# There's something seriously wrong with Bill Nye



## Audi Driver P.E. (Apr 24, 2017)

If you haven't seen the vid, I'm sorry...  I'm not linking you to it.  It's a bit um... disturbing.  I remember when he was on the show "Almost Live!".  It's been a long slide from those days, it seems.


----------



## ptatohed (Apr 24, 2017)

What the H are you talking about?  I love Bill Nye, don't ruin that for me!  P  Seriously, what did he do?  Wear a neck tie instead of a bow tie?


----------



## Road Guy (Apr 24, 2017)

Is it the one where he said the only way to save the planet was to only eat plants?


----------



## wilheldp_PE (Apr 24, 2017)

Apparently his new Netflix show is a dumpster fire.


----------



## YMZ PE (Apr 24, 2017)

I have no idea what his new show is like, but plenty of Southern Californians can testify that there's something seriously wrong with Bill Nye. I volunteered at an event he spoke at and he was a complete ass to me. He used to be my idol before that. He's also frequently found in the swing dancing and basketball scenes around Pasadena, and is known for being a poor sport and jerk. There's my Bill Nye Sucks rant for 2017.


----------



## Supe (Apr 25, 2017)

Nye has turned into an environmentalist wingnut.  I'm not sure what his latest tirade was about, but it wouldn't surprise me if its over just that.


----------



## goodal (Apr 25, 2017)

...but yet he is THE guy to ask questions about our global climate for the left.  I know people love to say there is a difference between weather and climate, but I'm sorry, if you can't tell me with a better degrees of accuracy than 50-50 what the weather will be like next week, don't expect me to believe you know what the weather was like 10,000 years ago.


----------



## Supe (Apr 25, 2017)

goodal said:


> ...but yet he is THE guy to ask questions about our global climate for the left.


Of course.

Dataset content |
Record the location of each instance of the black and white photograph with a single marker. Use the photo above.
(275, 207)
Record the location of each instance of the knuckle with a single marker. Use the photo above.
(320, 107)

Directions |
a. In the forum thread about Bill Nye, which show does the first poster remember him appearing on?
b. From the forum thread about Bill Nye, copy word for word the passage starting with "## Audi Driver" and going on through "of a bow tie?".

Responses per task |
a. "Almost Live!"

b.
## Audi Driver P.E. (Apr 24, 2017)

If you haven't seen the vid, I'm sorry...  I'm not linking you to it.  It's a bit um... disturbing.  I remember when he was on the show "Almost Live!".  It's been a long slide from those days, it seems.


----------



## ptatohed (Apr 24, 2017)

What the H are you talking about?  I love Bill Nye, don't ruin that for me!  P  Seriously, what did he do?  Wear a neck tie instead of a bow tie?